Provided records ::
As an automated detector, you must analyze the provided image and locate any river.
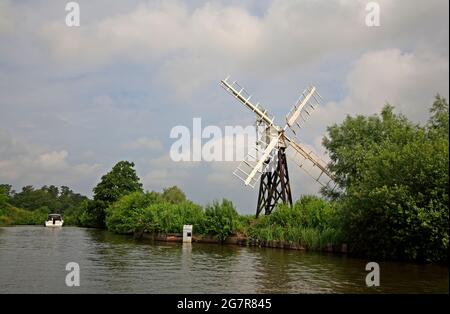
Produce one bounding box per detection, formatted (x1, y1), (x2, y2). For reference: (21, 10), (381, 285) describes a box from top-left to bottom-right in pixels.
(0, 226), (447, 293)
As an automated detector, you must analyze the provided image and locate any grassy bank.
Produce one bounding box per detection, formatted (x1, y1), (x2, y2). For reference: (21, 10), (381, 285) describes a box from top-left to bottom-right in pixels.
(104, 192), (342, 251)
(0, 205), (48, 226)
(0, 204), (82, 226)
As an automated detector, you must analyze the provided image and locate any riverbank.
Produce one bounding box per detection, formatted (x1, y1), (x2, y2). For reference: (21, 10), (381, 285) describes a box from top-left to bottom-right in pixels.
(137, 231), (349, 254)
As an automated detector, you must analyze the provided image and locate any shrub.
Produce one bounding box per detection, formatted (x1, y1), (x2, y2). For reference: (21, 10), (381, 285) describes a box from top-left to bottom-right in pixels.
(205, 199), (239, 241)
(105, 192), (155, 234)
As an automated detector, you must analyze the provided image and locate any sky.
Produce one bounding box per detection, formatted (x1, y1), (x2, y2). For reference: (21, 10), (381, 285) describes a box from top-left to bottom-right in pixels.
(0, 0), (448, 214)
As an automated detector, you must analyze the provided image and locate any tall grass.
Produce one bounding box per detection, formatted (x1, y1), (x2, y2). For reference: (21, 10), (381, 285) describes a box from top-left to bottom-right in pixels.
(105, 192), (343, 250)
(247, 196), (343, 249)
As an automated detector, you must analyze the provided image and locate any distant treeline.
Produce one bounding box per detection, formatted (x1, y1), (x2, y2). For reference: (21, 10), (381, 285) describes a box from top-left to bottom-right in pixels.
(1, 95), (448, 262)
(0, 184), (88, 225)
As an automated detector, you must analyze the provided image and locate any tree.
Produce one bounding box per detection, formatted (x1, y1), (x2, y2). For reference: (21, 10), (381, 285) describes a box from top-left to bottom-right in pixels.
(0, 184), (11, 209)
(322, 104), (416, 198)
(10, 186), (51, 211)
(93, 161), (143, 203)
(0, 184), (13, 197)
(105, 192), (148, 234)
(161, 186), (186, 204)
(82, 161), (143, 228)
(43, 185), (59, 199)
(323, 100), (449, 262)
(428, 94), (449, 139)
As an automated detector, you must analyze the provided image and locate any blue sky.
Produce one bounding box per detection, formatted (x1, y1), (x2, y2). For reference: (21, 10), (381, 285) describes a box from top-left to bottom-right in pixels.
(0, 0), (448, 214)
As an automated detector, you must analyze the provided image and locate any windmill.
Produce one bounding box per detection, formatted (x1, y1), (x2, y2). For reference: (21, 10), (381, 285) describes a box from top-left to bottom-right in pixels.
(220, 76), (335, 217)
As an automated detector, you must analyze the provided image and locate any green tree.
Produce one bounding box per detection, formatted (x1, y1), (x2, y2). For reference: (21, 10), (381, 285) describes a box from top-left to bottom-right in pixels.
(43, 185), (59, 199)
(105, 192), (154, 234)
(161, 186), (186, 204)
(10, 186), (52, 211)
(82, 161), (143, 228)
(93, 161), (143, 203)
(8, 184), (87, 216)
(323, 100), (449, 262)
(428, 94), (449, 139)
(0, 184), (13, 197)
(0, 184), (11, 210)
(1, 183), (88, 226)
(322, 104), (415, 198)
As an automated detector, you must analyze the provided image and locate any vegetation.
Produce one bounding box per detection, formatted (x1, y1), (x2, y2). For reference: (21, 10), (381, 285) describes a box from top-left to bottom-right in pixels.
(0, 184), (87, 226)
(161, 186), (187, 204)
(246, 196), (341, 249)
(323, 96), (448, 262)
(105, 193), (236, 241)
(105, 191), (206, 235)
(103, 190), (339, 248)
(1, 96), (448, 262)
(80, 161), (143, 228)
(0, 205), (49, 226)
(204, 200), (240, 242)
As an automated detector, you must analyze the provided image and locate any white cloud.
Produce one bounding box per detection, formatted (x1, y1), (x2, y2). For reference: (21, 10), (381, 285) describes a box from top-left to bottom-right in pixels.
(142, 154), (198, 191)
(206, 161), (239, 187)
(37, 0), (448, 96)
(0, 0), (14, 34)
(0, 129), (103, 193)
(122, 137), (163, 151)
(300, 48), (449, 157)
(38, 150), (69, 170)
(345, 49), (449, 122)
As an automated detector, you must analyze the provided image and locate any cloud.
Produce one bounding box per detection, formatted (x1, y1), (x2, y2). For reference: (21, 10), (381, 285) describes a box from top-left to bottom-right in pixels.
(142, 154), (198, 192)
(206, 161), (239, 187)
(298, 48), (449, 157)
(37, 0), (448, 97)
(0, 129), (103, 194)
(122, 137), (163, 151)
(38, 150), (69, 170)
(345, 49), (449, 122)
(0, 0), (14, 34)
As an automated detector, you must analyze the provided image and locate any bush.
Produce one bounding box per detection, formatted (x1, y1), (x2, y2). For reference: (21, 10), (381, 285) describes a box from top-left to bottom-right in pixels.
(247, 196), (342, 249)
(205, 199), (239, 241)
(145, 201), (206, 234)
(105, 191), (207, 236)
(105, 192), (156, 234)
(0, 205), (50, 226)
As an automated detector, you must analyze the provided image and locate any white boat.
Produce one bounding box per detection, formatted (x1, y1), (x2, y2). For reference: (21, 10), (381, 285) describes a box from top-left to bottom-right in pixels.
(45, 214), (64, 227)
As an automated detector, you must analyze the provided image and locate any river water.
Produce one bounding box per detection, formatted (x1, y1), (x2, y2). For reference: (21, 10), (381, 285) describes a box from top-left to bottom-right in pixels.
(0, 226), (447, 294)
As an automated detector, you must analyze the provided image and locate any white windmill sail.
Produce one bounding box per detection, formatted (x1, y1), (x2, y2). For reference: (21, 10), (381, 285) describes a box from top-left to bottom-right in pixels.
(285, 86), (322, 135)
(285, 137), (335, 189)
(220, 76), (279, 131)
(220, 75), (335, 193)
(233, 135), (279, 188)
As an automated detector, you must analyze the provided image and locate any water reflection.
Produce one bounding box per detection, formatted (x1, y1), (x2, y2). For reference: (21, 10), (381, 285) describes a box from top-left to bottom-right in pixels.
(0, 226), (447, 294)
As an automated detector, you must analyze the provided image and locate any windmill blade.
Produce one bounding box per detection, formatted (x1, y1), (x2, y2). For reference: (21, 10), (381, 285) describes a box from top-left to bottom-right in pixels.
(233, 135), (279, 188)
(284, 86), (322, 134)
(285, 136), (335, 189)
(220, 76), (280, 131)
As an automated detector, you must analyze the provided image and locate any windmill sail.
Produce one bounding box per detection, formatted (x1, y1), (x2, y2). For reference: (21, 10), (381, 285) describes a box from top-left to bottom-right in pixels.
(285, 137), (335, 189)
(220, 76), (336, 216)
(285, 86), (322, 134)
(233, 135), (279, 188)
(220, 76), (278, 130)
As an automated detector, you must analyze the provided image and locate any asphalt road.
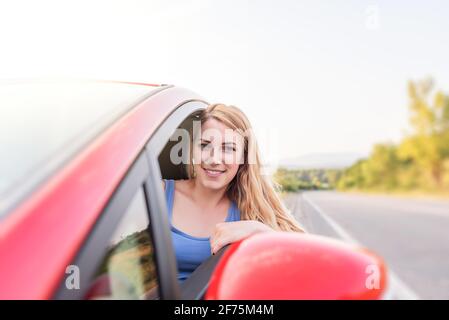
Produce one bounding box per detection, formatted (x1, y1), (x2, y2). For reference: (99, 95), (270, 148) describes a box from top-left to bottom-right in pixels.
(284, 191), (449, 300)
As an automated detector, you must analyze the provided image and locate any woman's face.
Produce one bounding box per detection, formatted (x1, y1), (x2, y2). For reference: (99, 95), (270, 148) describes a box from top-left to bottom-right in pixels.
(193, 118), (245, 190)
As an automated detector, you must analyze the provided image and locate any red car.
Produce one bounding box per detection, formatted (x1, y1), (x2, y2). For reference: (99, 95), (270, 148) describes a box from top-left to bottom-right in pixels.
(0, 79), (390, 300)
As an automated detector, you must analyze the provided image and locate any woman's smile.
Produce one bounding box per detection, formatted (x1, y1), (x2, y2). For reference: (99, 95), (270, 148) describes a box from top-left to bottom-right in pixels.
(202, 166), (227, 178)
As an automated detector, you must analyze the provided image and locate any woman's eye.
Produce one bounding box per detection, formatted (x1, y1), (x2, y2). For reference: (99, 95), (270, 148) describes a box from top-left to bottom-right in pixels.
(223, 146), (236, 153)
(199, 142), (235, 152)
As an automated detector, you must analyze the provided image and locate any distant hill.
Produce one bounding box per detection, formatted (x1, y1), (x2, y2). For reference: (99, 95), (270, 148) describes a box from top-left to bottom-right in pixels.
(279, 152), (366, 170)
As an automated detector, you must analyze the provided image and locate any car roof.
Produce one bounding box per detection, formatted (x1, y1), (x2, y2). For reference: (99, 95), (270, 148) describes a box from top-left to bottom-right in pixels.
(0, 79), (164, 219)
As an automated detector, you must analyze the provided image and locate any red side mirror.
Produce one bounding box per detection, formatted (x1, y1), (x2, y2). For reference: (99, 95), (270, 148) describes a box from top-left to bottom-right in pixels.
(206, 232), (388, 300)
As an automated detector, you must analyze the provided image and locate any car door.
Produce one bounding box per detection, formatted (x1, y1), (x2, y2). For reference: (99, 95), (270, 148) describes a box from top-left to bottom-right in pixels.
(53, 150), (175, 299)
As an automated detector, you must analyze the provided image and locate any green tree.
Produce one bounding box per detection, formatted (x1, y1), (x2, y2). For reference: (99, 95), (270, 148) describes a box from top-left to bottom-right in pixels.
(338, 78), (449, 192)
(397, 79), (449, 187)
(364, 144), (399, 189)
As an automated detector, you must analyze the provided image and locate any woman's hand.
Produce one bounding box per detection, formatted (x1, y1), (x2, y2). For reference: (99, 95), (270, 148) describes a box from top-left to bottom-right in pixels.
(210, 220), (274, 255)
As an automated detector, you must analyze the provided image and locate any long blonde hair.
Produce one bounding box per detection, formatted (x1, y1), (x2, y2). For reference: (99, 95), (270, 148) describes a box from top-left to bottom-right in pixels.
(187, 103), (304, 233)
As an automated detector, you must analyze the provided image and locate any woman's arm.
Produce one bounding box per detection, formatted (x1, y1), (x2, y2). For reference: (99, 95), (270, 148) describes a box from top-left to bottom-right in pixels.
(209, 220), (274, 255)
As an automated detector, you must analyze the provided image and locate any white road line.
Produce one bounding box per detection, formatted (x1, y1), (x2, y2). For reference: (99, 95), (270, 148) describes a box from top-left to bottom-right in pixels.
(301, 192), (420, 300)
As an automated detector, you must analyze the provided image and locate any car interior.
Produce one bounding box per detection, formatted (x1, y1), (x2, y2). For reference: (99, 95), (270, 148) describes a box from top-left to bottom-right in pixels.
(158, 112), (200, 180)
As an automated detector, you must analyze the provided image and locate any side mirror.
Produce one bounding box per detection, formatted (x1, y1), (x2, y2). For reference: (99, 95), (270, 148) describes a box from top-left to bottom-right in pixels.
(205, 232), (388, 300)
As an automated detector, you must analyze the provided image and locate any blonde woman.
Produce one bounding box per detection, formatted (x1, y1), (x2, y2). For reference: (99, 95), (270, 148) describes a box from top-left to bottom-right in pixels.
(162, 103), (304, 282)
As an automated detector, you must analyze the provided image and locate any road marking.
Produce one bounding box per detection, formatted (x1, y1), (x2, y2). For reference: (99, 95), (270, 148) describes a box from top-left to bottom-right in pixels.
(301, 192), (420, 300)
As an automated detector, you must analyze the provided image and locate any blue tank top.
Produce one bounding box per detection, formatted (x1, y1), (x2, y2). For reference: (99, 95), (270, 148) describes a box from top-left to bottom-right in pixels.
(163, 179), (241, 282)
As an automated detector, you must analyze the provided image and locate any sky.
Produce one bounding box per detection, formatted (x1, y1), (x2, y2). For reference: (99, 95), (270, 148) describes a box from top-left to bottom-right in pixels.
(1, 0), (448, 166)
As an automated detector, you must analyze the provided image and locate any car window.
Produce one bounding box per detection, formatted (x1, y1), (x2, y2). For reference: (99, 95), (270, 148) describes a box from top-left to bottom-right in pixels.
(85, 186), (159, 300)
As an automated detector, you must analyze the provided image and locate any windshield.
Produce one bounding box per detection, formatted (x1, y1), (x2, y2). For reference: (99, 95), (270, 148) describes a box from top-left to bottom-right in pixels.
(0, 79), (161, 217)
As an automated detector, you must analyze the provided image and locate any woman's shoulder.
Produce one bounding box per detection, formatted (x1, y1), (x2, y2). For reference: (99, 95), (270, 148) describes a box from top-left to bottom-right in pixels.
(230, 200), (242, 221)
(162, 179), (192, 194)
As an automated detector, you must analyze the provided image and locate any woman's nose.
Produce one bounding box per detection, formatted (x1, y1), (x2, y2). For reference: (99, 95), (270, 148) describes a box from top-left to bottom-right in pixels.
(205, 146), (223, 165)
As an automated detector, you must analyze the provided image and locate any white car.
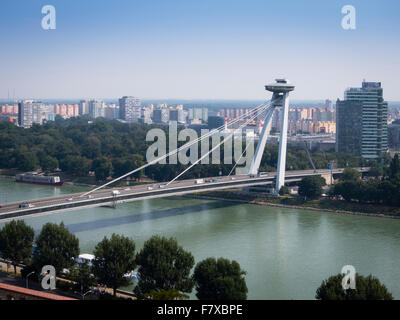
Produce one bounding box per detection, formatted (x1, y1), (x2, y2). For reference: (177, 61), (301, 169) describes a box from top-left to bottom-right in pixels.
(147, 186), (153, 190)
(67, 198), (73, 201)
(111, 190), (121, 196)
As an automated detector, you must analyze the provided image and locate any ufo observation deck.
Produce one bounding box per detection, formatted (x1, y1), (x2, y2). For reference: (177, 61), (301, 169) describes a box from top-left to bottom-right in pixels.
(265, 79), (295, 93)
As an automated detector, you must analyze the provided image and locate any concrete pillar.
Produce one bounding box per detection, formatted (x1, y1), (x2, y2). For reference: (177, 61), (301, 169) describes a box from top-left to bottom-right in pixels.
(275, 92), (290, 193)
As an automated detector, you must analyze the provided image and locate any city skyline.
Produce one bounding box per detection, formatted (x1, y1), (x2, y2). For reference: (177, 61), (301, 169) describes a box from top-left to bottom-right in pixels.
(1, 0), (400, 100)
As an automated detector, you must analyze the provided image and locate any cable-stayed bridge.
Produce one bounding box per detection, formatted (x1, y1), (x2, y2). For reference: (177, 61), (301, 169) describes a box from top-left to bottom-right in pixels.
(0, 79), (367, 222)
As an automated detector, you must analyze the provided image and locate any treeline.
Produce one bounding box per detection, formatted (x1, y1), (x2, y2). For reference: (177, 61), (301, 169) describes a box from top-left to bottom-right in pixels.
(0, 221), (247, 300)
(329, 155), (400, 206)
(0, 220), (394, 300)
(0, 117), (370, 181)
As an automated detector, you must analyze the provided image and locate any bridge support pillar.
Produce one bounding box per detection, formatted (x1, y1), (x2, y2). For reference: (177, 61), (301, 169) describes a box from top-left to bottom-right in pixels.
(248, 79), (295, 194)
(275, 92), (290, 193)
(249, 105), (274, 175)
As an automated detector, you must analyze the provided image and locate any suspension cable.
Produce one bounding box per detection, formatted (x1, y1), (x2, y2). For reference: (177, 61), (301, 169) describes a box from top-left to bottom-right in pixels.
(166, 103), (273, 185)
(81, 100), (274, 196)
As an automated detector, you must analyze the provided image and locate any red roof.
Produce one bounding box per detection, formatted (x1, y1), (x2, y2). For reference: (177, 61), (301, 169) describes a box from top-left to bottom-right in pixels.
(0, 283), (77, 300)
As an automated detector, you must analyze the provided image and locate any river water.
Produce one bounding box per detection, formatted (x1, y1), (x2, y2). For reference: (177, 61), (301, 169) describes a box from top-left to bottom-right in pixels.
(1, 177), (400, 299)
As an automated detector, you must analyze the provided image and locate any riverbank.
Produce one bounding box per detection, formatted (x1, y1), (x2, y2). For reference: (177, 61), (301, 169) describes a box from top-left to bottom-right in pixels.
(185, 190), (400, 220)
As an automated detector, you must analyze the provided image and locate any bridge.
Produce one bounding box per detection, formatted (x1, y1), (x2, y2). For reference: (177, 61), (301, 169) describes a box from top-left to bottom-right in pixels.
(0, 79), (368, 222)
(0, 168), (369, 222)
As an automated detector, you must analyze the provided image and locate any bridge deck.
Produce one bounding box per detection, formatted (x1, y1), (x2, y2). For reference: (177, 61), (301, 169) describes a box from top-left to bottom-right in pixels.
(0, 168), (367, 222)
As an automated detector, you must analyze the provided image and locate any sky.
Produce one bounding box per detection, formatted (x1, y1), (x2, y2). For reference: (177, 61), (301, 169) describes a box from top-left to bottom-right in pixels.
(0, 0), (399, 101)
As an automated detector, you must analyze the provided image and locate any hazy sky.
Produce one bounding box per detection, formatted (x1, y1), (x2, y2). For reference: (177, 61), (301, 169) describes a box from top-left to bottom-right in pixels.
(1, 0), (399, 101)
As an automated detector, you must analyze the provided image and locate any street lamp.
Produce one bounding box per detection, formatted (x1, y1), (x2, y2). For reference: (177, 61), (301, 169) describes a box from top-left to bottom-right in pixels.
(74, 290), (92, 300)
(26, 271), (35, 288)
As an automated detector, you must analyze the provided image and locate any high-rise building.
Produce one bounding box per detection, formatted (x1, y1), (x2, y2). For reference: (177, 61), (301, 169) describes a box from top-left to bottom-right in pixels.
(119, 96), (141, 122)
(388, 122), (400, 150)
(169, 108), (185, 124)
(153, 108), (169, 123)
(18, 100), (44, 128)
(79, 100), (89, 116)
(88, 100), (105, 119)
(325, 99), (333, 111)
(336, 81), (388, 159)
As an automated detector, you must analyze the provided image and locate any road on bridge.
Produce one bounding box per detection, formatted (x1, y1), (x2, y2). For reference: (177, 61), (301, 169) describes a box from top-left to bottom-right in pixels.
(0, 168), (367, 222)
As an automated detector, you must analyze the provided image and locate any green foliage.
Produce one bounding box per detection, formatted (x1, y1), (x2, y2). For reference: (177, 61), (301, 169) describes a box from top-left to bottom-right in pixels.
(0, 220), (35, 273)
(146, 289), (189, 300)
(112, 154), (145, 179)
(368, 163), (383, 177)
(340, 168), (361, 182)
(298, 176), (326, 199)
(316, 273), (393, 300)
(60, 155), (90, 177)
(92, 157), (112, 181)
(194, 257), (248, 300)
(389, 154), (400, 179)
(279, 185), (290, 196)
(0, 117), (368, 182)
(331, 156), (400, 206)
(15, 151), (39, 171)
(40, 155), (59, 172)
(92, 234), (136, 296)
(33, 222), (79, 274)
(68, 261), (97, 293)
(134, 235), (195, 299)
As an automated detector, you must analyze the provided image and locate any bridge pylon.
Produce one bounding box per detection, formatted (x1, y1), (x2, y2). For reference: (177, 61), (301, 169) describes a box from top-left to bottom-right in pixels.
(248, 79), (295, 194)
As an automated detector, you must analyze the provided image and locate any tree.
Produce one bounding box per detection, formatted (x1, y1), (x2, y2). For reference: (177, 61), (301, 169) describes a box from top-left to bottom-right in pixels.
(316, 273), (393, 300)
(368, 163), (383, 178)
(147, 289), (189, 300)
(40, 155), (59, 172)
(331, 181), (361, 202)
(194, 257), (248, 300)
(60, 155), (90, 177)
(92, 157), (112, 180)
(389, 154), (400, 180)
(16, 151), (39, 171)
(340, 168), (361, 182)
(93, 234), (136, 296)
(298, 176), (326, 200)
(134, 236), (195, 299)
(0, 220), (35, 274)
(69, 261), (97, 294)
(33, 222), (79, 274)
(279, 185), (290, 196)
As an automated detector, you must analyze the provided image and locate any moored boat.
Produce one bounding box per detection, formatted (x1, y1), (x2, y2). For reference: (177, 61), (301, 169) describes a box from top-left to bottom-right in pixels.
(15, 172), (64, 186)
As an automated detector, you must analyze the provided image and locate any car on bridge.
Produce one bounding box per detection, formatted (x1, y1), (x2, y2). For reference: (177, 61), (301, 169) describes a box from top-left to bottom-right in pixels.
(19, 203), (34, 208)
(112, 190), (121, 196)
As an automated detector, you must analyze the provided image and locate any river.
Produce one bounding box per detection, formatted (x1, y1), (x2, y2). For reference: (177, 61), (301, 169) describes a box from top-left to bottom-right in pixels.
(1, 177), (400, 299)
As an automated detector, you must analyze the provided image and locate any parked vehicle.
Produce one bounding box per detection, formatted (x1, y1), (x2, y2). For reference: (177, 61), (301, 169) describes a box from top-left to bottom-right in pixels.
(195, 179), (205, 184)
(258, 172), (269, 177)
(147, 186), (153, 190)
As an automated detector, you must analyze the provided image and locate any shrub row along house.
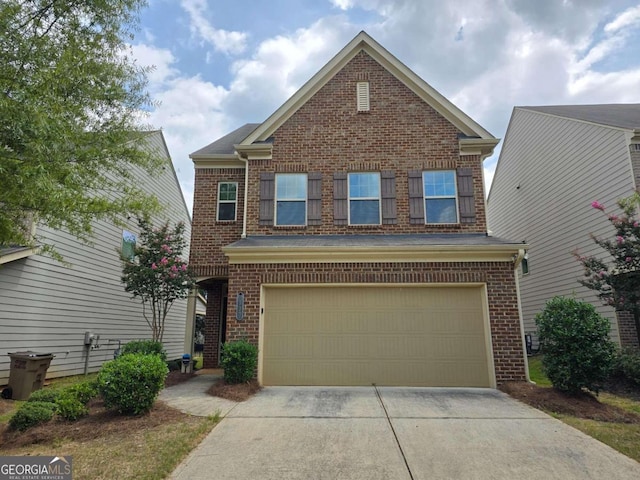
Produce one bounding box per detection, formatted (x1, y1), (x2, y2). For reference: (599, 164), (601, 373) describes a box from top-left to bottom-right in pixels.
(488, 104), (640, 348)
(0, 131), (191, 384)
(188, 32), (528, 387)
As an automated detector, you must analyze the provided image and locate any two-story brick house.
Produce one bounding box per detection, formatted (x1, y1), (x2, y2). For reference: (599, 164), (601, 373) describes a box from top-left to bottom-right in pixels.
(189, 32), (528, 387)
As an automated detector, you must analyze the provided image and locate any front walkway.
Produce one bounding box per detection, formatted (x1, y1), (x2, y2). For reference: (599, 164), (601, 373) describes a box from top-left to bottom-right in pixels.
(159, 370), (238, 417)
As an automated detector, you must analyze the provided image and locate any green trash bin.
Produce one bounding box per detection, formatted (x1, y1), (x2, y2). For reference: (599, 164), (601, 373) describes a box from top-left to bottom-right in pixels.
(7, 351), (55, 400)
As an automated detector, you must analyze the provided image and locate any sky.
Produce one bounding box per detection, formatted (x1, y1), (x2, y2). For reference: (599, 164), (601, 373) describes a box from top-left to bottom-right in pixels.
(133, 0), (640, 212)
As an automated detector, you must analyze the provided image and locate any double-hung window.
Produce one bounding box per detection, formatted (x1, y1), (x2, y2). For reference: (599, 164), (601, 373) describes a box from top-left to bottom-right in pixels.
(217, 182), (238, 221)
(275, 173), (307, 225)
(423, 171), (458, 224)
(348, 172), (380, 225)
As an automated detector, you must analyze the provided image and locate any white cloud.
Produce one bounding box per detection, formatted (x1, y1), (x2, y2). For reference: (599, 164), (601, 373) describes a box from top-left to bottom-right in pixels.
(180, 0), (247, 55)
(330, 0), (354, 9)
(604, 4), (640, 32)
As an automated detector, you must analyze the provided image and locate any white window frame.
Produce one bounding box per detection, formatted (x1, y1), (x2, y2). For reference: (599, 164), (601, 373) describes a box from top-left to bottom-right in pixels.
(217, 182), (238, 222)
(348, 172), (381, 225)
(274, 173), (307, 226)
(423, 170), (459, 224)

Exercise ::
Select every line in the records above that contains the word "deck".

Response ::
As an automated detector, you must analyze the provided image and locate any ufo observation deck.
As an automated detector, you must analyze the provided image and locate any bridge deck.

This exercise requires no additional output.